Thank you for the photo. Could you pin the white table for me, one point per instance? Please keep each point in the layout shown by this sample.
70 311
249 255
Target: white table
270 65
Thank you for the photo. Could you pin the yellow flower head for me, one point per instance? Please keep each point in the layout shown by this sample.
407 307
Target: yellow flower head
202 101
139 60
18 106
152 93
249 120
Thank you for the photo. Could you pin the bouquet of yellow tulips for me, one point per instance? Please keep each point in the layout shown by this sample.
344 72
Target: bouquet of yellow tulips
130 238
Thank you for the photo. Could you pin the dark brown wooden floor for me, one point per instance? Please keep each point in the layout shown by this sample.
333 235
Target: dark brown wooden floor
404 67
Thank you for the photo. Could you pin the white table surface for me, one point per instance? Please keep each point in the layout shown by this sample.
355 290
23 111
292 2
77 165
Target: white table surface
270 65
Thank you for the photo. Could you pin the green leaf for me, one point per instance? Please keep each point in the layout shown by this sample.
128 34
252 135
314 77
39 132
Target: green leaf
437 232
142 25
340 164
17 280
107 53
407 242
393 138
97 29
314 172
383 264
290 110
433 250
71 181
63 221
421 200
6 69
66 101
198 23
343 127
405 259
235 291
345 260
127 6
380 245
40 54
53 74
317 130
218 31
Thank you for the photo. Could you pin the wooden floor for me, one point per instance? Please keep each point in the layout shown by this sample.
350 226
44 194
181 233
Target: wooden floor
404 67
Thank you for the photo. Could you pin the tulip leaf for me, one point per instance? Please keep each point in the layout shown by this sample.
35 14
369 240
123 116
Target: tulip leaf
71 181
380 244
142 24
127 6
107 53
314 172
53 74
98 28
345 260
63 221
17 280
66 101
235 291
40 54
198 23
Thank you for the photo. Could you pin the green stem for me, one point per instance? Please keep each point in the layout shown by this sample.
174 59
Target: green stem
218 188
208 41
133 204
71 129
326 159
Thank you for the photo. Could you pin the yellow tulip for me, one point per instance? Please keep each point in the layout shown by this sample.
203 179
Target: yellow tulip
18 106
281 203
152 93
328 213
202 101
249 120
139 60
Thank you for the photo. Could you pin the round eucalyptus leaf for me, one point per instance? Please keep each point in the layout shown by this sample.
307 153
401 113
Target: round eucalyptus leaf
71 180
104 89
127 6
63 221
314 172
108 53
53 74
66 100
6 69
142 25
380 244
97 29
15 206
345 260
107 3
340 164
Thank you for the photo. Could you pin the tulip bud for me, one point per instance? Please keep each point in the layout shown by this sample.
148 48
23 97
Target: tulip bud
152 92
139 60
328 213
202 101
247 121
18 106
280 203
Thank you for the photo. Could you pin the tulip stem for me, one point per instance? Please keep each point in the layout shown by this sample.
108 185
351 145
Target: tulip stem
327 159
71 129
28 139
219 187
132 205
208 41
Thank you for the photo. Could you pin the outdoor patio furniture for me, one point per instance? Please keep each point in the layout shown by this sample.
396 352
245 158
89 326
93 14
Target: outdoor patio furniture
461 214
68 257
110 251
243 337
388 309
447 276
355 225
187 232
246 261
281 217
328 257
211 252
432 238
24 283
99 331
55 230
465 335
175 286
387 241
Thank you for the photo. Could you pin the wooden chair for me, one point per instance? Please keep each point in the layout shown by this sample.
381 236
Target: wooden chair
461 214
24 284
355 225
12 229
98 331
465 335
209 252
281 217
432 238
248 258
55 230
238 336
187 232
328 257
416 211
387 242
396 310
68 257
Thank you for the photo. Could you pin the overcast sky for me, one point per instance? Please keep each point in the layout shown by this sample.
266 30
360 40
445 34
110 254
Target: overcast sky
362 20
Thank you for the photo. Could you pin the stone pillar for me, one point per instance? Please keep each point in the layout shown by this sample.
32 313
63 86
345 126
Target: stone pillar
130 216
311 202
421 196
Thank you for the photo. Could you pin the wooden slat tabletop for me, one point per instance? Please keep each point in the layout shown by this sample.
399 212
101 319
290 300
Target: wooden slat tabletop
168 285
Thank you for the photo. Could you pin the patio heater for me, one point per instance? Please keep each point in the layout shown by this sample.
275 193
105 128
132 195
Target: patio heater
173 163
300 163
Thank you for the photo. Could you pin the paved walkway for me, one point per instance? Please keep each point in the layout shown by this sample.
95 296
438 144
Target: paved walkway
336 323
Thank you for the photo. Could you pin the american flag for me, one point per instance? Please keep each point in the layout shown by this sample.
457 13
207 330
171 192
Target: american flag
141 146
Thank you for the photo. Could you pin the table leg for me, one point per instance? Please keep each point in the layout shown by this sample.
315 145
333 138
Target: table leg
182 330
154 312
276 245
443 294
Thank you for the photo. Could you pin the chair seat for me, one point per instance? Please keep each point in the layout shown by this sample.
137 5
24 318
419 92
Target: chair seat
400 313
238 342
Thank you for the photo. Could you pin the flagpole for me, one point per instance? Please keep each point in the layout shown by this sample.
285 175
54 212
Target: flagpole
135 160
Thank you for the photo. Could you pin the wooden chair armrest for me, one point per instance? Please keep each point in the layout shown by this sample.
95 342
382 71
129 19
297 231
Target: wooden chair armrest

◇ ◇ ◇ ◇ ◇ ◇ ◇

Rewrite all of the material above, changing every "pin" to "mark" and leaving everything else as it is.

Thank you for the photo. Could you mark the white table for me, one point per instance? Please keep each point in the layout shown by this sample.
70 311
249 255
Target: white table
270 65
Thank you for the photo. Could you mark the yellow flower head for me, one point per instance? Please keep each point in the layout shown by this sample.
407 307
Target: yellow flower head
202 101
139 60
18 106
152 93
249 120
Thank you for the photo. Could you mark the bouquet of yellow tulips for me, one point per instance? Please keep each point in the layout shown by this sample.
344 72
Target: bouquet of yellow tulips
130 238
Thank you for the photo. Could you mark the dark brown wooden floor for me, one point per instance? Please keep each point in the layout shown by this sample.
333 235
Target: dark brown wooden floor
404 67
Thank you for the photo. Could you mark the white table surface for me, one point per instance? Please keep each point in the layout shown by this sample.
355 290
23 111
292 2
77 165
Target: white table surface
270 65
Thank you for the photo. Could you mark the green leaf for me, one point per instance? Please keep each point in the layout shown by this sample.
128 34
252 135
314 77
39 132
Target: green leaf
437 232
142 25
340 164
17 280
107 53
407 242
393 138
97 29
314 172
383 264
290 110
433 250
71 181
63 221
421 200
6 69
66 101
198 23
343 127
405 259
235 291
345 260
127 6
380 245
40 54
53 74
317 130
218 31
Thank you for the photo. Could you mark the wooden floor for me, one point per instance? Please keep each point in the layout shown by this sample.
350 226
44 194
181 233
Target: wooden floor
404 67
Thank you for the photo. Could you mark the tulip leaf for me, one point per instance? Please keep each point in the layout shown by this sample.
35 14
369 240
123 116
Target: tulip leaf
71 181
380 244
142 24
127 6
107 53
314 172
53 74
98 28
345 260
63 221
17 280
66 101
235 291
40 54
198 23
Thank you for the photo. Could you mark the green stem for me, one point per instance? Please keep each point in the layout shown by this sample.
174 59
Target: green stem
218 188
208 41
133 204
71 129
326 159
Thank you for the photo. Could you mark the yellow tulip for me, one point per instance? Please keep each point in the layout shown by this sample.
203 179
Target: yellow tulip
18 106
281 203
152 93
328 213
202 101
249 120
139 60
Thank you for the photo. Could you mark the round eucalyptus leaf for me, one point per instance? Please keep each point in the layout shown by this sample.
307 153
401 113
Target: round eucalyptus leaf
71 180
104 89
127 6
63 221
314 172
108 53
53 74
66 100
6 69
142 25
380 244
97 29
15 206
345 260
107 3
340 164
Thank you for the photo. Could you mark the tulip bud for me, one point per instance? Please keep each point in the layout shown by this sample.
148 48
23 97
Target: tulip bud
152 92
139 60
328 213
202 101
247 121
18 106
280 203
Thank you for the photo. Could you mark the tulip stem for me, one point per instance? Please keep each point in the layout shown by this sample.
108 185
351 145
Target: tulip stem
327 159
71 129
28 139
219 187
132 205
208 41
Thank you for the photo. Could you mark the outdoor patio furniture for me, one point per instance? Please keep each point in the layout shown by this sample.
396 352
245 158
89 326
93 14
Target: outdoor patio furniture
461 214
68 257
110 251
243 337
388 309
447 276
355 225
187 232
246 261
281 217
328 257
211 252
432 238
24 283
99 331
55 230
465 335
175 286
387 241
Thank you for the photo. Could you mark the wooden chair for me, one point per instance? Please keep each point in the layout shown by this sample.
381 236
Target: wooden chair
461 214
24 284
355 225
12 229
98 331
465 335
209 252
281 217
432 238
248 258
55 230
238 336
187 232
328 257
416 211
387 242
396 310
68 257
Thank you for the photo. Could you mark the overcast sky for me, one point per instance? Please keep each point in the layout shown by this sample.
266 30
360 40
445 34
110 254
Target: overcast sky
362 20
Thank you for the photo. Could you mark the stone pillar for me, one point per instance? Please keep each point in the layout shown by this sample.
32 313
63 86
345 126
Target: stone pillar
130 216
311 202
421 196
Thank you for the photo. Could you mark the wooden slat tabletop for me, one point per instance? Please keep each point in the layout shown by this sample.
399 212
101 319
290 300
Target: wooden slat tabletop
168 285
Thank you for the photo. Could you mark the patio heater for me, one point per instance? Please keep each point in the layout shown by this sample.
275 193
105 128
132 195
Target: patio heater
173 163
300 163
Thank you for the photo. Could you mark the paved walkway for me, one point per instance? Please keep each point in the layout shown by this sample.
95 296
438 144
Target: paved walkway
336 323
Thank you for the photo. Could you mark the american flag for me, one point per instance? Please keep each point in the layout shown by this sample.
457 13
207 330
171 192
Target: american flag
141 146
Thank you for the photo. Could you mark the table leg for me, one point per instance? Please keep each point in the layout shown by this sample.
315 145
333 138
Target: table leg
182 330
154 312
276 245
443 294
Thank you for the photo. Could you mark the chair seat for me, one point per instance? Please keep each point in the layout shown by this sample.
137 5
24 318
419 92
Target: chair seat
400 313
238 342
Thank you for the photo. Could you mark the flagpole for me, one point per instance? Please keep each point in the layout shown by this sample.
285 175
54 212
Target: flagpole
135 160
Thank you for the photo. Could you mark the wooden chair armrest for me, one point per instance? Please keep each point in the layout shown by this sample.
95 342
382 71
129 19
297 231
Target: wooden chair armrest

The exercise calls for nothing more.